PAGE EXTRACT:
Mauritius – Republic of Mauritius
Widely recognized UN member state. Mauritius had one autonomous dependency, Rodrigues, and two other dependencies, Agalega Islands and Cargados Carajos. It claimed the British Indian Ocean Territory and the French territory of Tromelin Island.

----

Mexico – United Mexican States
Widely recognized UN member state. Mexico was a federation of 31 states and one federal district.

----

Federated States of Micronesia
Widely recognized UN member state under Compact of Free Association with the United States. The FSM was a federation of four states.

----

→ Moldova – Republic of Moldova
Widely recognized UN member state. Moldova had two autonomous territorial units: Gagauzia and Transnistria; the latter was controlled by a de facto independent state.

----

Monaco – Principality of Monaco
Widely recognized UN member state. The defense of Monaco was the responsibility of France.

----

→ Mongolia
Widely recognized UN member state.

----

Montenegro
Widely recognized UN member state.

----

Morocco – Kingdom of Morocco
Widely recognized UN member state. Morocco claimed sovereignty over Western Sahara, which was disputed and partially controlled by the de facto independent Sahrawi Arab Democratic Republic. Morocco disputed Spanish sovereignty over Ceuta, Isla de Alborán, Isla Perejil, Islas Chafarinas, Melilla, and Peñón de Alhucemas.

----

Mozambique – Republic of Mozambique
Widely recognized UN member state.

----

→ Myanmar (Note: Commonly known in English as "Burma".)
- Union of Myanmar (to 31 January 2011)
- Republic of the Union of Myanmar (from 31 January 2011)
Widely recognized UN member state.

----

=== N ===

----

Namibia – Republic of Namibia
Widely recognized UN member state.

----

Nauru – Republic of Nauru Capital: Yaren (unofficial, seat of parliament)
Widely recognized UN member state. The defense of Nauru was the responsibility of Australia.

----

Nepal – Federal Democratic Republic of Nepal
Widely recognized UN member state. Nepal was a federation, and its seven provinces were created on 20 September 2015.

----

Netherlands – Kingdom of the Netherlands Capital: Amsterdam (official), The Hague (seat of government)

TASKS TO COMPLETE:
- 1) According to the list of countries, which country was responsible for the defense of Monaco?
- 2) Translate this sentence from the list of countries into Spanish: "The defense of Nauru was the responsibility of Australia."
- 3) Edit the list of countries by rewriting everything from "Widely recognized UN member state. The defense of Nauru" down to "20 September 2015.", with "Australia" replaced by "New Zealand".

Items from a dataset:
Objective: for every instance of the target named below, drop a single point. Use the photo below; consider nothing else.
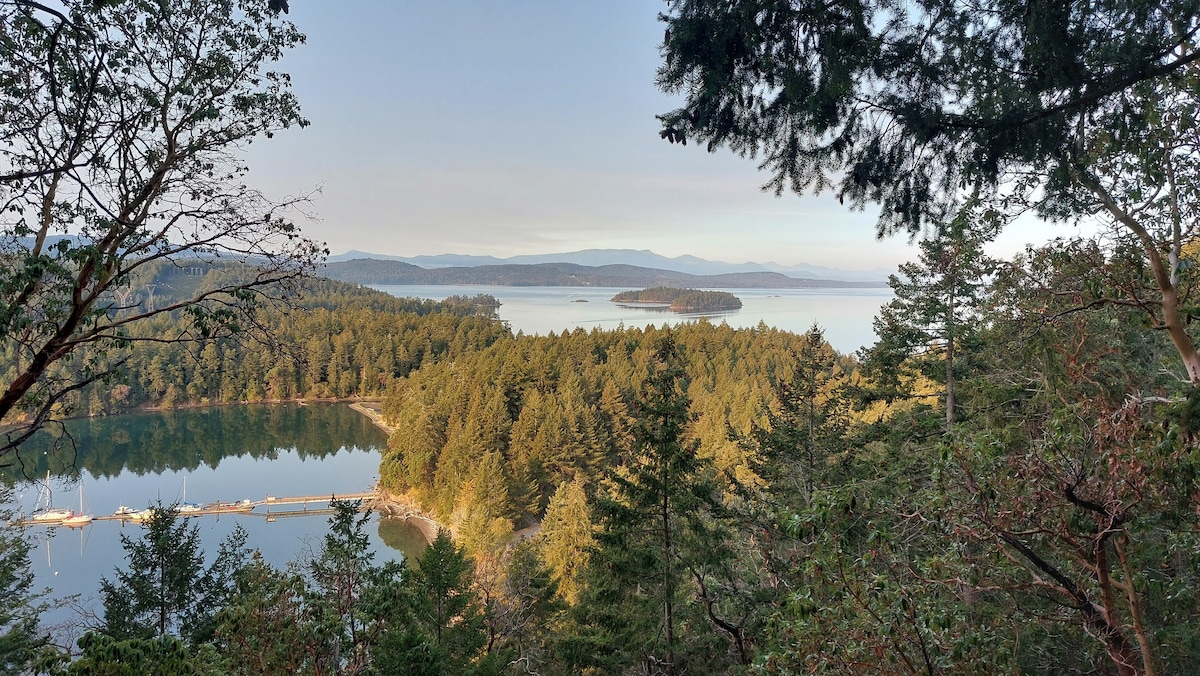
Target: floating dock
(243, 507)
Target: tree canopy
(911, 103)
(120, 130)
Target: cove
(227, 453)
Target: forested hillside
(340, 340)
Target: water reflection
(184, 441)
(227, 453)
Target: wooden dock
(243, 507)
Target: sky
(526, 126)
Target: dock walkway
(244, 507)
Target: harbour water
(227, 453)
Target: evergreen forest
(1006, 482)
(1001, 483)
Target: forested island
(682, 299)
(375, 271)
(1006, 482)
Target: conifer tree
(937, 298)
(167, 590)
(654, 527)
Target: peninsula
(681, 299)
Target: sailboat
(48, 513)
(78, 519)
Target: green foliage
(657, 533)
(568, 536)
(167, 591)
(447, 630)
(161, 656)
(558, 407)
(114, 201)
(22, 641)
(911, 105)
(683, 299)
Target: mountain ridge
(399, 273)
(643, 258)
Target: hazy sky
(523, 126)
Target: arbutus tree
(120, 131)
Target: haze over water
(844, 313)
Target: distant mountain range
(376, 271)
(640, 258)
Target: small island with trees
(681, 299)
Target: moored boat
(48, 513)
(79, 519)
(241, 506)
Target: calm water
(845, 313)
(226, 453)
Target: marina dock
(257, 508)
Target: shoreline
(388, 504)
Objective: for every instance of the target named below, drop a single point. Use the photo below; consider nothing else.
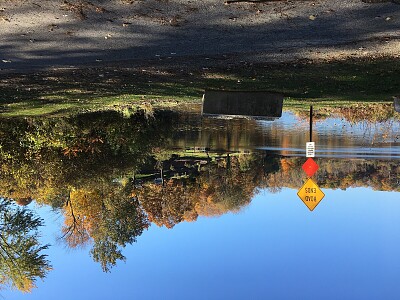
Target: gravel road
(52, 34)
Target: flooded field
(170, 204)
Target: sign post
(310, 193)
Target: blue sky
(347, 248)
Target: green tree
(21, 258)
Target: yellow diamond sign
(310, 194)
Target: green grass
(320, 84)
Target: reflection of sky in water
(274, 249)
(334, 137)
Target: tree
(21, 258)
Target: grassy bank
(333, 83)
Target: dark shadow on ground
(79, 42)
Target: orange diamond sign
(310, 167)
(310, 194)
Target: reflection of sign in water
(310, 149)
(310, 194)
(310, 167)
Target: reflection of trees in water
(21, 257)
(224, 185)
(85, 166)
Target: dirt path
(54, 33)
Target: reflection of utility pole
(311, 113)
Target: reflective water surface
(170, 205)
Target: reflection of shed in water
(242, 103)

PROBLEM SOLUTIONS:
- 1) France

- 2) La defensa de Nauru era responsabilidad de Australia.

- 3)
Widely recognized UN member state. The defense of Nauru was the responsibility of New Zealand.

----

Nepal – Federal Democratic Republic of Nepal
Widely recognized UN member state. Nepal was a federation, and its seven provinces were created on 20 September 2015.